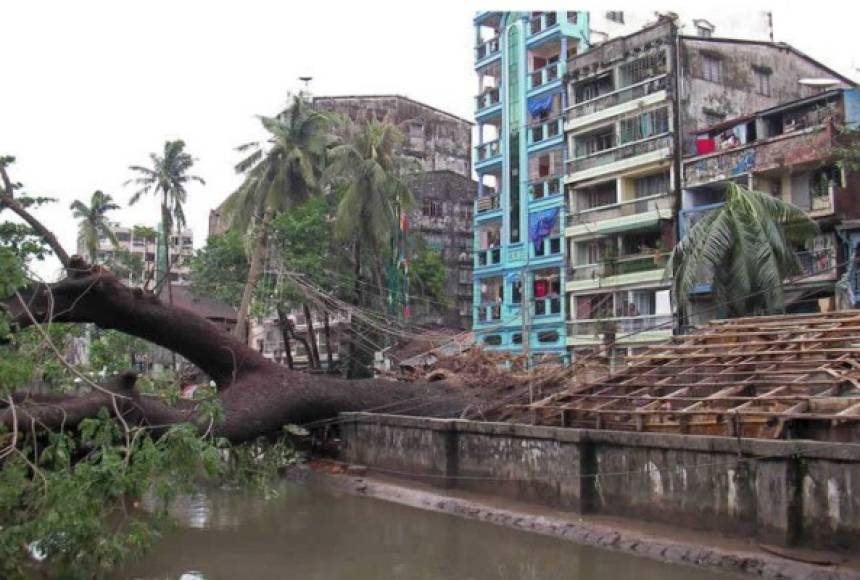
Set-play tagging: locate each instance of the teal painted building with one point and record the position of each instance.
...
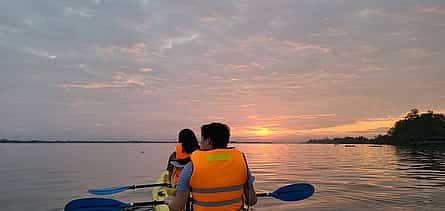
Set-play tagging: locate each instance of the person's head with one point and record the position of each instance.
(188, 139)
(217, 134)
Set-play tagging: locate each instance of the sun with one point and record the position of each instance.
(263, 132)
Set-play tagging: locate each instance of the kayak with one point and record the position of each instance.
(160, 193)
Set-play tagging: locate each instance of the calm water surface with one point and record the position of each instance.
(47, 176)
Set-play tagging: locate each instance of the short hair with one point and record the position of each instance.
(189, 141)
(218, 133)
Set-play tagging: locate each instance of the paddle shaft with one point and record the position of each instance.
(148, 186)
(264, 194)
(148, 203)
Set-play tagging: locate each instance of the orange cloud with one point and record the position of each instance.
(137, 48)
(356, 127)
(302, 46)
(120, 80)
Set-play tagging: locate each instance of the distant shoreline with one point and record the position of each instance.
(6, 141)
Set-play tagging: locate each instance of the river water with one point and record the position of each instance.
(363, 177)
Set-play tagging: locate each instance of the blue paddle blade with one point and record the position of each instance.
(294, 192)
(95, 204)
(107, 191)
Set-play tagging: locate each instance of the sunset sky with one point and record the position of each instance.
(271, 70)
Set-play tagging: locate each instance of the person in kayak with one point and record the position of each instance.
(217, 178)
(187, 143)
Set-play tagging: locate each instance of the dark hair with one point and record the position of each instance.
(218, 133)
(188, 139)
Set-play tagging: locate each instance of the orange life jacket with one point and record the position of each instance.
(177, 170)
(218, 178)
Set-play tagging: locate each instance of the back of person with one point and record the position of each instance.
---
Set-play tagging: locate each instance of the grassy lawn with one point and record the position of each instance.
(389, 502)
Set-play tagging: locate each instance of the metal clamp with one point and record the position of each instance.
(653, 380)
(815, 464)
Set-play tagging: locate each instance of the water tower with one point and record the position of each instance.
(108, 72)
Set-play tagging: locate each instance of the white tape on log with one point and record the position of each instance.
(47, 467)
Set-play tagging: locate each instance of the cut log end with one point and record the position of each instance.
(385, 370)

*Aim of the exercise:*
Reproduce the records from the line containing "Set-play tagging: locate each instance of the distant" through the line containing "Set-play tagging: locate each instance of the back", including both of those lines.

*Exercise output:*
Set-play tagging: locate each instance of the distant shoreline with one point and record the position of each instance.
(6, 141)
Set-play tagging: locate each instance of the river water with one point and record the position of each instance.
(363, 177)
Set-play tagging: locate each instance of the blue paddle blade with one point and record the position of each instance.
(294, 192)
(95, 204)
(107, 191)
Set-play tagging: locate each instance of the sunset sky with one point and record the position of each instance.
(271, 70)
Set-play tagging: locate each instance of the person in kayak with one point and record the position of each instance.
(217, 178)
(187, 143)
Set-play tagging: locate each instance of the dark hair with one point and record the position of each instance.
(218, 133)
(188, 139)
Set-play tagging: locate each instance of the orange life jacket with one point and record the position of each instance.
(177, 170)
(218, 178)
Set-play tagging: locate each instance of the back of person with one point and record the position of each instance.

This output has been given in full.